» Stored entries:
########
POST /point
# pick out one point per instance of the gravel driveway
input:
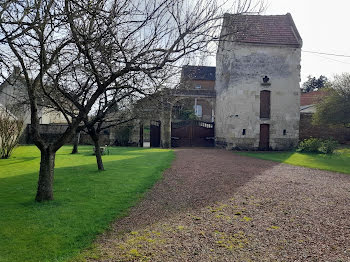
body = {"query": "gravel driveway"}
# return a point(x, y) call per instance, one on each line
point(214, 205)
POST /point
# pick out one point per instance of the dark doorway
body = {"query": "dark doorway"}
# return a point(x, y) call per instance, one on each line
point(265, 104)
point(190, 133)
point(264, 143)
point(155, 134)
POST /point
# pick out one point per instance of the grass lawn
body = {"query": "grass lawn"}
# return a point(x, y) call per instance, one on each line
point(338, 162)
point(86, 201)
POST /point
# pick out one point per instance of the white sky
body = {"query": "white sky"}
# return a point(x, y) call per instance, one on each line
point(324, 27)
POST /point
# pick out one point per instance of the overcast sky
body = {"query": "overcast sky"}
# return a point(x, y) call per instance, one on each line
point(324, 27)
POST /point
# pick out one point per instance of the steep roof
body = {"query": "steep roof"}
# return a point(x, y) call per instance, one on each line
point(262, 29)
point(198, 73)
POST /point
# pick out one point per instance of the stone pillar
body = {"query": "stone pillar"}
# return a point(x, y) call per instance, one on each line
point(165, 128)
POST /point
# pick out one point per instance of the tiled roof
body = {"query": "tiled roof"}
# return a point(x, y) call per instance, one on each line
point(198, 73)
point(261, 29)
point(311, 98)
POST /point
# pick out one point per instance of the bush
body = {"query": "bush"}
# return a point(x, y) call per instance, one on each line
point(309, 145)
point(328, 146)
point(316, 145)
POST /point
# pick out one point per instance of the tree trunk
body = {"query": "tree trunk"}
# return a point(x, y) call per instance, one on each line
point(46, 174)
point(76, 143)
point(96, 138)
point(98, 154)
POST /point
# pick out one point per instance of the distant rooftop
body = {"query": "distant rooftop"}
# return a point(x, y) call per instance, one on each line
point(198, 73)
point(263, 29)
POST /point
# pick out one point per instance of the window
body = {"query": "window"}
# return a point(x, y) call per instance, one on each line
point(198, 110)
point(265, 104)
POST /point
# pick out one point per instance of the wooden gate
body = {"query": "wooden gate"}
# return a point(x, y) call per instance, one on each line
point(155, 134)
point(191, 133)
point(264, 143)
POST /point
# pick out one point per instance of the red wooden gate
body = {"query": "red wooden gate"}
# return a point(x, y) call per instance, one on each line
point(191, 133)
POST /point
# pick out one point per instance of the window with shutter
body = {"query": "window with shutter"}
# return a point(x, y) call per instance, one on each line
point(265, 104)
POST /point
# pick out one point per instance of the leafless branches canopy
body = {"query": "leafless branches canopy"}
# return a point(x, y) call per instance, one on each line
point(77, 52)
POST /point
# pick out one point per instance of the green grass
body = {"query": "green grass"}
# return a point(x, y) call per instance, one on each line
point(86, 201)
point(337, 162)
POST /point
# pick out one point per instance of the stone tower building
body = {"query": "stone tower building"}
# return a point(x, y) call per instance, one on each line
point(257, 83)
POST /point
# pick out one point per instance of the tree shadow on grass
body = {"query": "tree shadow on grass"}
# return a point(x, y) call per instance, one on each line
point(86, 202)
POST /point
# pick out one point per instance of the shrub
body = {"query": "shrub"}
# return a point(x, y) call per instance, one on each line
point(328, 146)
point(316, 145)
point(309, 145)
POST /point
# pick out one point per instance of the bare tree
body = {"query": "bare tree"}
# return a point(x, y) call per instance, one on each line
point(105, 42)
point(10, 131)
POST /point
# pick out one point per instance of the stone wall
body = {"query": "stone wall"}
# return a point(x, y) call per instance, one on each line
point(240, 69)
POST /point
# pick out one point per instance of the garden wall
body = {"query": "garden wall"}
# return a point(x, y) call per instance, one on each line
point(308, 130)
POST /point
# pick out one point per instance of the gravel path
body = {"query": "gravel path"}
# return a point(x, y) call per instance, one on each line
point(213, 205)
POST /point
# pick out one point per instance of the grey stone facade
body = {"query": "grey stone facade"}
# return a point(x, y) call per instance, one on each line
point(240, 69)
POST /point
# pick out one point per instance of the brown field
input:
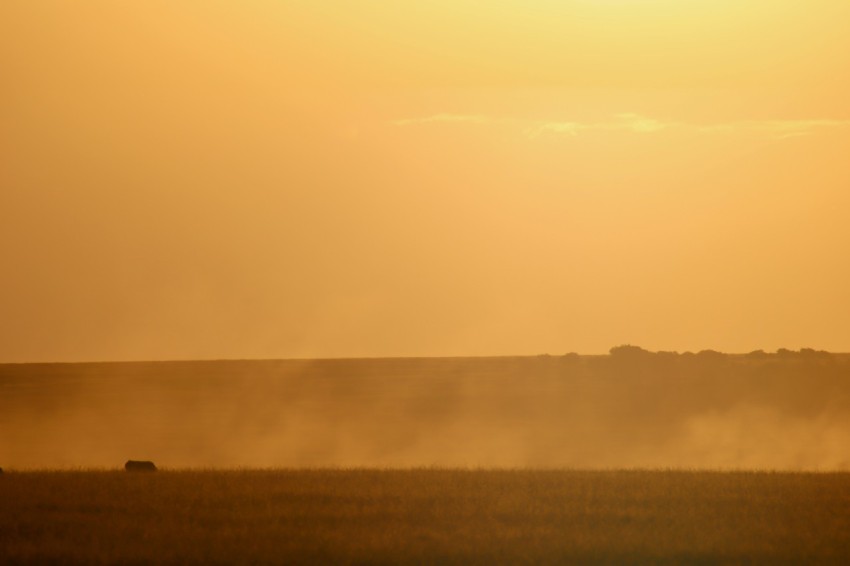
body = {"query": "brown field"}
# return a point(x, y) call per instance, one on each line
point(430, 516)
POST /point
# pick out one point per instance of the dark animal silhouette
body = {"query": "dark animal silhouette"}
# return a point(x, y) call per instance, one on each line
point(139, 466)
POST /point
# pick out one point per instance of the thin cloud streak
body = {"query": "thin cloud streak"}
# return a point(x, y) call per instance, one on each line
point(637, 124)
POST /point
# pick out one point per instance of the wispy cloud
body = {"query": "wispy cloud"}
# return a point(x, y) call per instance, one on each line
point(636, 124)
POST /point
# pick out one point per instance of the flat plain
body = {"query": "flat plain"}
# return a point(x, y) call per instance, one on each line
point(424, 516)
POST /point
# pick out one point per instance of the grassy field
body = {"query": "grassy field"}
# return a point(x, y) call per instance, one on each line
point(431, 516)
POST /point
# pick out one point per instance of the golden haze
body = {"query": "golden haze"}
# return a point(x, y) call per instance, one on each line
point(290, 179)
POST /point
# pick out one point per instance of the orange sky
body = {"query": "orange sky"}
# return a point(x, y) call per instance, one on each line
point(211, 179)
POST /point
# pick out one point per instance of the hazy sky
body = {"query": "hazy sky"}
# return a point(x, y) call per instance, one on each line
point(210, 179)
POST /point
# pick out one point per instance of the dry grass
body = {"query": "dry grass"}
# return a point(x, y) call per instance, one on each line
point(424, 516)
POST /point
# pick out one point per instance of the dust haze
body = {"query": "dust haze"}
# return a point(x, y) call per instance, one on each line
point(631, 408)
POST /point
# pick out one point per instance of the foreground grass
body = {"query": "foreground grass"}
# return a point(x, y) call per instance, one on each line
point(424, 516)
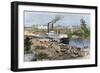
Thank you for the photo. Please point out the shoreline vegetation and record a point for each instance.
(37, 49)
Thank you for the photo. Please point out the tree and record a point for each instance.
(85, 31)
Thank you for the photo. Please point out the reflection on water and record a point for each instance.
(79, 43)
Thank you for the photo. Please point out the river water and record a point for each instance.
(79, 43)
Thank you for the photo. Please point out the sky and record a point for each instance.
(42, 18)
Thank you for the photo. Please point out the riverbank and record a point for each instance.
(43, 49)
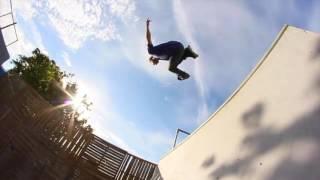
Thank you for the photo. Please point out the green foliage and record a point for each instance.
(42, 73)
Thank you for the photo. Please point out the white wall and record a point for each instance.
(269, 129)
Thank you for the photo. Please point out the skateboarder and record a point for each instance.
(172, 51)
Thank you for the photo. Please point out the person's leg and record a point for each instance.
(175, 60)
(188, 52)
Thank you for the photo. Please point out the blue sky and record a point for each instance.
(138, 106)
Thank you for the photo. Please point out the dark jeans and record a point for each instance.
(176, 59)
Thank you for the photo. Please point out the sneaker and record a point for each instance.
(191, 52)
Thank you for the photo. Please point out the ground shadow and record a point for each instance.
(252, 118)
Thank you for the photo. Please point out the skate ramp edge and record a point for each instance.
(269, 128)
(4, 55)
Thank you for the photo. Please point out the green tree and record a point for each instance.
(46, 77)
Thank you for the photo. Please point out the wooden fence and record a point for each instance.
(37, 143)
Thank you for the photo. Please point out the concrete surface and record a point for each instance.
(269, 129)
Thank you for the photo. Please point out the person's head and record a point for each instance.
(154, 60)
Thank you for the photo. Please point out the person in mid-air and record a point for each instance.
(172, 51)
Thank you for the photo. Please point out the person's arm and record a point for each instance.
(154, 60)
(148, 34)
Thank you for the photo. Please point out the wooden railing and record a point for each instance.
(36, 142)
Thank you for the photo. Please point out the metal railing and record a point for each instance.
(11, 24)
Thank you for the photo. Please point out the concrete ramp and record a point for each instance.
(4, 55)
(269, 129)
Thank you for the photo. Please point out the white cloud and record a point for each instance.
(313, 22)
(66, 59)
(76, 21)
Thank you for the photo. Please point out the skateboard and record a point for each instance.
(183, 76)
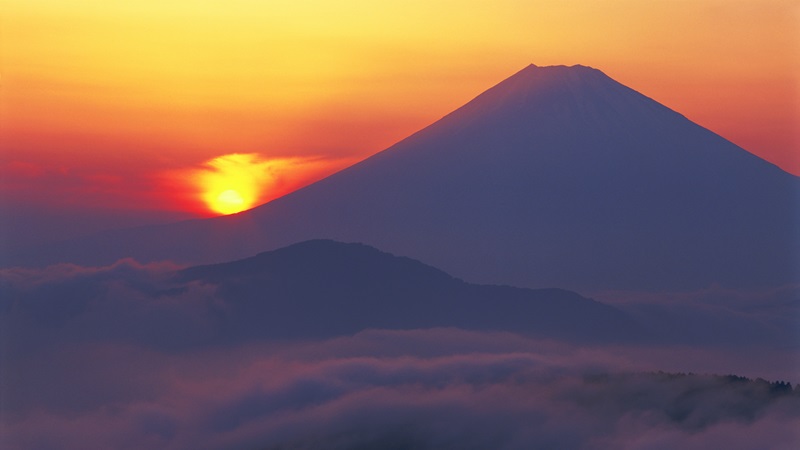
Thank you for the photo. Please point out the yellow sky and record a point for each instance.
(159, 85)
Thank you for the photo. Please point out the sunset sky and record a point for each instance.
(151, 109)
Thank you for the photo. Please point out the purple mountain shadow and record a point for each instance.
(557, 176)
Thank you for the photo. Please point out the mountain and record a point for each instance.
(557, 176)
(325, 288)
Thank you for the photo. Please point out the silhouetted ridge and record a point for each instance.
(324, 288)
(557, 176)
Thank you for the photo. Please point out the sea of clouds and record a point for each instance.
(123, 357)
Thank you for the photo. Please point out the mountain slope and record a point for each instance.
(324, 288)
(557, 176)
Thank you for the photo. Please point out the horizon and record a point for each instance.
(97, 128)
(412, 225)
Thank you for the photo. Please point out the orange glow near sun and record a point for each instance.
(233, 183)
(236, 182)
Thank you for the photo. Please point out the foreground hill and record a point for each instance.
(325, 288)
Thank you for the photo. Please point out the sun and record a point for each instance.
(228, 201)
(232, 183)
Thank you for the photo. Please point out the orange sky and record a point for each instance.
(113, 102)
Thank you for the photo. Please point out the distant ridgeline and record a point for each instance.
(556, 177)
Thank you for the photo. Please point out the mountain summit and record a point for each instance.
(557, 176)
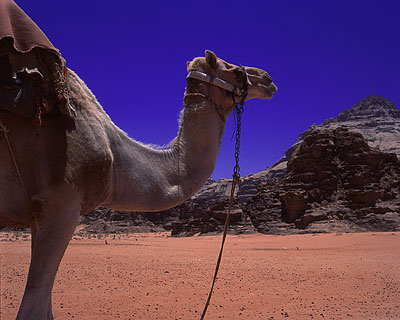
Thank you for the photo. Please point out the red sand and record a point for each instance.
(153, 276)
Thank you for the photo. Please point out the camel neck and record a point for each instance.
(150, 179)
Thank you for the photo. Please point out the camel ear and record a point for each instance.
(211, 59)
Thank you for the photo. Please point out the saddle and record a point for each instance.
(33, 75)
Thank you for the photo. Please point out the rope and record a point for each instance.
(234, 183)
(5, 134)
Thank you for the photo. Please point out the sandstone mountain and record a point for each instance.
(351, 191)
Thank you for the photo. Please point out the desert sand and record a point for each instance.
(155, 276)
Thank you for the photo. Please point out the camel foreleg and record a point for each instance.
(50, 237)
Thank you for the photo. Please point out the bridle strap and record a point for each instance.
(216, 82)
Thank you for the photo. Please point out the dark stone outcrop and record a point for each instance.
(334, 175)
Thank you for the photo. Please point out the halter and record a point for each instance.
(220, 83)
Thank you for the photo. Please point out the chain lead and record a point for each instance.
(236, 170)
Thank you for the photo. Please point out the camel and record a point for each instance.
(71, 164)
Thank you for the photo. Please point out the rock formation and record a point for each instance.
(336, 178)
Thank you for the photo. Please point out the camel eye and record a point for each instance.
(238, 74)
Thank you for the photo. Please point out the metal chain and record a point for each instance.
(236, 180)
(236, 170)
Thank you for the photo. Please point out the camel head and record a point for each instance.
(227, 84)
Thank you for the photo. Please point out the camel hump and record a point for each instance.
(29, 60)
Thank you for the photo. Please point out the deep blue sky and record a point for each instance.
(324, 56)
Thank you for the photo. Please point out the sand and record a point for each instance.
(154, 276)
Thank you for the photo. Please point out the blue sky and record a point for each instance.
(324, 56)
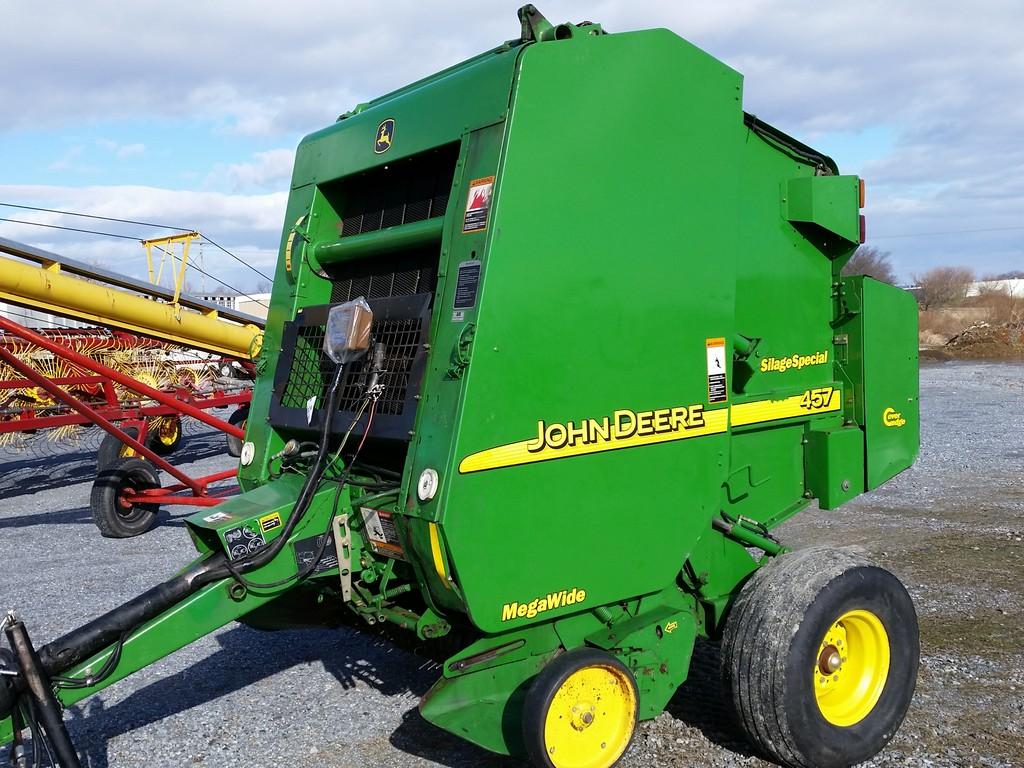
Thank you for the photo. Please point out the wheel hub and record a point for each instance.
(829, 659)
(851, 668)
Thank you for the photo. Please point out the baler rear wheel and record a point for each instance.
(820, 656)
(116, 517)
(581, 712)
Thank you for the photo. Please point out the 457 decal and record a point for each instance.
(816, 399)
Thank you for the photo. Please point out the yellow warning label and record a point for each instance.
(269, 522)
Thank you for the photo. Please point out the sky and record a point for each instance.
(186, 115)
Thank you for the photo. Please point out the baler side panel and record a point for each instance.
(783, 289)
(605, 274)
(883, 340)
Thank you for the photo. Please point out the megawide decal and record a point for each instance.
(817, 400)
(384, 137)
(540, 604)
(794, 361)
(623, 429)
(893, 418)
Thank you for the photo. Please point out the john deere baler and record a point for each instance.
(558, 337)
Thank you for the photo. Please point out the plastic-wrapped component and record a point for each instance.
(347, 334)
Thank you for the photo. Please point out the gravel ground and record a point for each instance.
(951, 528)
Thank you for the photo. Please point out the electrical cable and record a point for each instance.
(308, 569)
(136, 223)
(108, 669)
(218, 280)
(128, 237)
(94, 216)
(306, 493)
(70, 228)
(246, 263)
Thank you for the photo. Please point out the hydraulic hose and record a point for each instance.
(265, 555)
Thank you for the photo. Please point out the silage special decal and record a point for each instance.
(793, 361)
(622, 429)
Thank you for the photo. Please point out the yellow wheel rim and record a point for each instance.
(168, 431)
(851, 668)
(591, 719)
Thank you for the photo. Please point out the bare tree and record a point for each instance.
(872, 262)
(943, 286)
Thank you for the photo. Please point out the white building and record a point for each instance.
(1013, 287)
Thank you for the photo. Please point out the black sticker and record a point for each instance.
(242, 542)
(466, 286)
(306, 550)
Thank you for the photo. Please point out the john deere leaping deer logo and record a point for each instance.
(385, 133)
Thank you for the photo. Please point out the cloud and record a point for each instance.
(121, 151)
(247, 225)
(270, 169)
(944, 80)
(69, 160)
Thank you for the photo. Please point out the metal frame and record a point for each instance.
(104, 416)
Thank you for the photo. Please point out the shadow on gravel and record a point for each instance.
(79, 516)
(700, 702)
(350, 656)
(418, 737)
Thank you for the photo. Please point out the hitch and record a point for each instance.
(42, 704)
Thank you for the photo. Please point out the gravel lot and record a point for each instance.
(951, 528)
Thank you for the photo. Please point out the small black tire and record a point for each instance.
(611, 707)
(164, 435)
(112, 451)
(798, 624)
(115, 517)
(238, 419)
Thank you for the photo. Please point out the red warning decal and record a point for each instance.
(478, 205)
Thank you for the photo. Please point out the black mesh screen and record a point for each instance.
(399, 193)
(406, 273)
(304, 371)
(311, 369)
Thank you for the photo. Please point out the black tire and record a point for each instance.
(164, 435)
(112, 451)
(773, 656)
(115, 518)
(544, 689)
(239, 419)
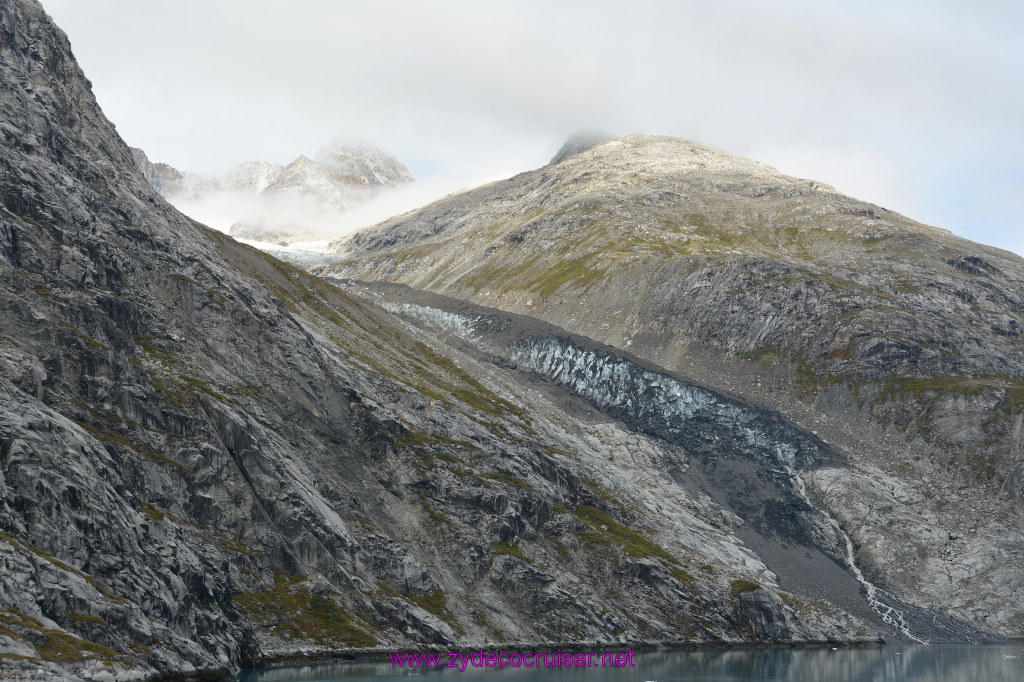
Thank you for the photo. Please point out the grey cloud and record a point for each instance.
(478, 89)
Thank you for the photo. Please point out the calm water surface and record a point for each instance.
(933, 663)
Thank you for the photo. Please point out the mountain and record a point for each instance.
(282, 204)
(898, 344)
(252, 176)
(210, 457)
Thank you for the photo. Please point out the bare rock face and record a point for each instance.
(897, 343)
(208, 456)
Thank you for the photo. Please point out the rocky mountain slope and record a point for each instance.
(208, 456)
(283, 204)
(898, 344)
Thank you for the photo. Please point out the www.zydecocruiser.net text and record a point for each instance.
(462, 661)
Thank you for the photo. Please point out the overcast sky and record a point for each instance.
(913, 105)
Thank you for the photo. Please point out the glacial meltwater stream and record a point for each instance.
(933, 663)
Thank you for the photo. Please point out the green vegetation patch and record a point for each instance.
(289, 609)
(55, 645)
(607, 529)
(510, 550)
(508, 479)
(737, 587)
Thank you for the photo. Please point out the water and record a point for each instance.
(934, 663)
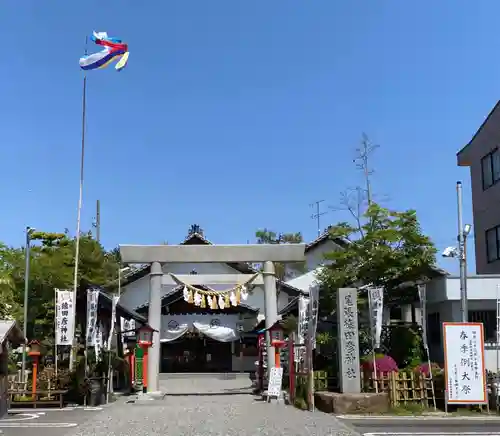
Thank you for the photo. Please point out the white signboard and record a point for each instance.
(376, 303)
(65, 317)
(275, 382)
(464, 363)
(92, 300)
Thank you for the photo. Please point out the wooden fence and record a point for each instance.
(404, 388)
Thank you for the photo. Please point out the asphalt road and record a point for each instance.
(427, 426)
(43, 422)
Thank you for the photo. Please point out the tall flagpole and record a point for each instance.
(72, 356)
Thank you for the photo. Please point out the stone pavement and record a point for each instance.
(203, 406)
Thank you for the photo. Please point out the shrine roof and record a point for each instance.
(199, 239)
(10, 330)
(176, 294)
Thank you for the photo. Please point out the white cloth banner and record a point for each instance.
(223, 328)
(113, 320)
(376, 305)
(423, 313)
(98, 341)
(313, 312)
(92, 301)
(218, 333)
(65, 317)
(127, 328)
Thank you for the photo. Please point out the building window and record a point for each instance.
(493, 244)
(395, 313)
(434, 328)
(490, 168)
(488, 318)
########
» Problem details: Copy each line from the entries above that has the word "plain" in it.

» Result below:
# pick out one point per instance of the flat plain
body = {"query": "flat plain"}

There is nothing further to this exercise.